DATASET RECORDS:

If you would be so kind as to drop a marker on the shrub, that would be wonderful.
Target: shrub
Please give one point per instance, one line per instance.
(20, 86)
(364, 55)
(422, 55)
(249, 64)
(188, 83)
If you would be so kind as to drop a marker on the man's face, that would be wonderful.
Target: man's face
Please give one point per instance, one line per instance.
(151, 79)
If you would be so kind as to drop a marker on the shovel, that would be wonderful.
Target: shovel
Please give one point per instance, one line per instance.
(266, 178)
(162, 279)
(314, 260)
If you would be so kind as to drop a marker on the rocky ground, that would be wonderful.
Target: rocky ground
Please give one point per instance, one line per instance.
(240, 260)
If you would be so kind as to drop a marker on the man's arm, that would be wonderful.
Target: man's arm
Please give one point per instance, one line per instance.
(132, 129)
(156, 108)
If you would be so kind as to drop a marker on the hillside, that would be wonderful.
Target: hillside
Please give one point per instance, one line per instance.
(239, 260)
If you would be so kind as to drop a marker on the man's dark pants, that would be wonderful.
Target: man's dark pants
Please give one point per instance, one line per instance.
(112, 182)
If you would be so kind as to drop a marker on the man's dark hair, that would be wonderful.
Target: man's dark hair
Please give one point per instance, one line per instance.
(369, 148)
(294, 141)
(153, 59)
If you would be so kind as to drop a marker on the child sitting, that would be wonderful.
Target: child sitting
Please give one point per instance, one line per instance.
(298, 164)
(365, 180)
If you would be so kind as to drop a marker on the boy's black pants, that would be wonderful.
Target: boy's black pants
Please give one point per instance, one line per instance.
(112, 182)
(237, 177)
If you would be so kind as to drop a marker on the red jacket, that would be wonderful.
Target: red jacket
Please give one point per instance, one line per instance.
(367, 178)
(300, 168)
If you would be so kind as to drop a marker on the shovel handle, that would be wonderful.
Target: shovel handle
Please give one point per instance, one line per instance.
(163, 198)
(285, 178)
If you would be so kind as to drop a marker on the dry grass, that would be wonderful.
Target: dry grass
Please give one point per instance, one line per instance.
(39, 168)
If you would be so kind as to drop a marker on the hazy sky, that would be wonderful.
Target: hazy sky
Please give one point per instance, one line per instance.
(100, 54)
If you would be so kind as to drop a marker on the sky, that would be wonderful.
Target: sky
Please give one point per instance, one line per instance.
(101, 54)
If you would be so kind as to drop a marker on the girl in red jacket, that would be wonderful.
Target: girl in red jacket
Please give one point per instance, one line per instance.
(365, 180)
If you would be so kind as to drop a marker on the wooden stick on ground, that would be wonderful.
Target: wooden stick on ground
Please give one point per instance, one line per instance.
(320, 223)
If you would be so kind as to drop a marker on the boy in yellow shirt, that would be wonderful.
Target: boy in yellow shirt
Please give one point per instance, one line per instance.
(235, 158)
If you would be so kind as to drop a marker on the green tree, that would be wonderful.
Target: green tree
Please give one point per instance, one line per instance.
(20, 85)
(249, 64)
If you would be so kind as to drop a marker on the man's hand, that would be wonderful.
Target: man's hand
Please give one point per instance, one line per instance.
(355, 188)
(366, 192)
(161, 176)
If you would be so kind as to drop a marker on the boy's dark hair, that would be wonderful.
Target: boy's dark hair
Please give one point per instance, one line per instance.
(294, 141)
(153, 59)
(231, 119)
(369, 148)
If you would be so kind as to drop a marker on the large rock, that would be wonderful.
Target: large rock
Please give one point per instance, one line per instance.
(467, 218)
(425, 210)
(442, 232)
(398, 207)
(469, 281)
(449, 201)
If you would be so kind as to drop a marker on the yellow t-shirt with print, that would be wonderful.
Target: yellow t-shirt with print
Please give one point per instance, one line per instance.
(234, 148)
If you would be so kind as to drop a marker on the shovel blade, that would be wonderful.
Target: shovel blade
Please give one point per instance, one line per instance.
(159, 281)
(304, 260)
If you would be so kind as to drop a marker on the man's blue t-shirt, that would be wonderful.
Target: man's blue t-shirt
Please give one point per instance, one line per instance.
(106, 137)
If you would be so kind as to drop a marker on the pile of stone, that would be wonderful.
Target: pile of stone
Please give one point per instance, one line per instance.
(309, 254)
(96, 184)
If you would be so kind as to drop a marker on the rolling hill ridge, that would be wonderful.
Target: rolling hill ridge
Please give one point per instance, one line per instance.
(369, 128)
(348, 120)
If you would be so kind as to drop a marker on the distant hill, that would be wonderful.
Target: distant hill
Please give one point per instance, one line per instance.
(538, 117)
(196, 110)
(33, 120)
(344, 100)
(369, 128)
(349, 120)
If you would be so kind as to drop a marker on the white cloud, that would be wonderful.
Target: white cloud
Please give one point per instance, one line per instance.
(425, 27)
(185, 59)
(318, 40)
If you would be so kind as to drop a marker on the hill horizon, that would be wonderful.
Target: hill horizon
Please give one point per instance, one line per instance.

WRITTEN PROBLEM:
Can you copy out every line of the listing above, unchanged and in the same order?

CORRECT RESPONSE:
If you would be so kind as to drop a marker on the shrub, that would be wonderful.
Target: shrub
Please give one point per instance, one line per instance.
(20, 86)
(364, 55)
(422, 55)
(249, 64)
(188, 83)
If you would be so kind as to drop a marker on the man's face, that would be wonderful.
Target: man's face
Please give one point per instance, one line per instance.
(151, 79)
If you would be so kind as to drop a marker on the shovel, that would be wonderful.
Target: shovel
Please give one point per instance, one line per instance.
(266, 178)
(162, 279)
(314, 260)
If you would be so kind as to drop a marker on the rocky ground, that would be wonderful.
Target: rocky ground
Please give one point per instance, one line per instance.
(240, 260)
If you would be so kind as to drop a marker on the man's arm, that would be wonderful.
Target: man's arm
Please give one point per instance, one line per instance.
(132, 129)
(156, 108)
If you would be so kind as to drop a marker on the hillside, that would be wonderful.
Target: hillside
Please give one point per instance, one line per instance.
(239, 260)
If you would be so kind as to drop a marker on the man's dark pants, that would be wonderful.
Target: man's dark pants
Please give one point per instance, one line per instance.
(112, 182)
If you would be so kind as to drop a marker on the man's dark hair, that would be wonderful.
Target: man's dark hair
Please give one point per instance, one line per instance.
(369, 148)
(294, 141)
(153, 59)
If you would be so kind as to drop a marker on the child sitting, that would be wonderful.
Target: child sitting
Please give one point per instance, one line per instance.
(298, 164)
(365, 180)
If you would be so kind as to drop a marker on the boy's black pants, that would be wonderful.
Target: boy's black pants
Please give one point per instance, one line per instance.
(112, 182)
(237, 177)
If you would be so kind as to drop a marker on the red jacket, that would be wonderful.
Target: red jacket
Please give one point per instance, one line per instance.
(367, 178)
(300, 168)
If you would be so kind as to drop a marker on the shovel handle, that would be wonderful.
Target: shovel handle
Please give one point per instance, one line per instance.
(163, 198)
(285, 178)
If you would be so kind as to drop a marker on the dry grass, that would be wonderful.
Target: dry grass
Please give one point per instance, one line per instance.
(39, 168)
If you would be so kind as to drop a marker on the hazy sky, that would be wonderful.
Target: hazy sky
Please give one point per instance, one line per instance.
(100, 54)
If you would be so kind as to drop a marker on the sky, that would be wonderful.
Target: sky
Please give one point per instance, one line per instance.
(101, 54)
If you would be so kind as to drop a marker on the girl in red jacket, that would be wonderful.
Target: girl in red jacket
Please give one point per instance, one line per instance.
(365, 180)
If you would be so kind as to drop a marker on the wooden stick on ground, that would be wonderful.
Target: wooden stick on ground
Please give one point per instance, one line per instance.
(320, 223)
If you would be so kind as to drop a marker on the boy in yellow shirt, that would be wonderful.
Target: boy in yellow shirt
Please give one point per instance, one line per instance.
(235, 158)
If you would be so kind as to drop a marker on the green tree, that would be wonderful.
Target: green tree
Please give one point per instance, one line per instance.
(20, 85)
(249, 64)
If you would be so kind as to drop a marker on the man's hand, that would be wonderful.
Target: man's hand
Please give one point per instance, one line per instance.
(355, 188)
(366, 192)
(161, 176)
If you would be so kind as to drop a marker on the boy's dark hair, that would be wonderful.
Target: boy's dark hair
Please give one point per instance, one line per instance.
(294, 141)
(153, 59)
(231, 119)
(369, 148)
If you would be so kind as to drop a marker on the large rock, that would be wonderful.
Target: large rock
Please give one point per instance, one line per instance.
(467, 218)
(425, 210)
(442, 232)
(398, 207)
(469, 281)
(449, 201)
If you would be so kind as to drop a marker on the yellow t-shirt with print, that would be wonderful.
Target: yellow t-shirt with print
Please give one point per instance, one line per instance.
(234, 148)
If you would be so kind as to drop a marker on the shovel blade, that would be wonderful.
Target: shovel blade
Please give one point per instance, one line per instance.
(159, 281)
(304, 260)
If you would be so kind as to drop a marker on the man's blue t-shirt, that would be wonderful.
Target: man's blue t-shirt
Please give one point per instance, one line per instance.
(106, 137)
If you would be so kind as to drop a marker on the pile of stone, that would be wonderful.
Target: pile of stone
Please give one point per instance, one line per instance.
(309, 254)
(96, 184)
If you would be so kind as to drop a marker on the rolling hill ridge, that would be wonderful.
Target: rolling hill ridge
Please give one point per instance, one line per instance.
(369, 128)
(348, 120)
If you would be so kind as to drop a marker on the distant hill, that would be wonderful.
Target: distant hill
Please give one point per instance, one line per instance.
(538, 117)
(196, 110)
(33, 120)
(344, 100)
(369, 128)
(349, 120)
If you would be so kind as to drop a marker on the white cloud, that would be wonderful.
Target: white cloud
Please give one point per instance, one line per instance.
(425, 27)
(185, 59)
(318, 40)
If you would be so kind as to drop a marker on the hill horizon, that would be wonderful.
Target: hill horizon
Please give one point per instance, one line per instance.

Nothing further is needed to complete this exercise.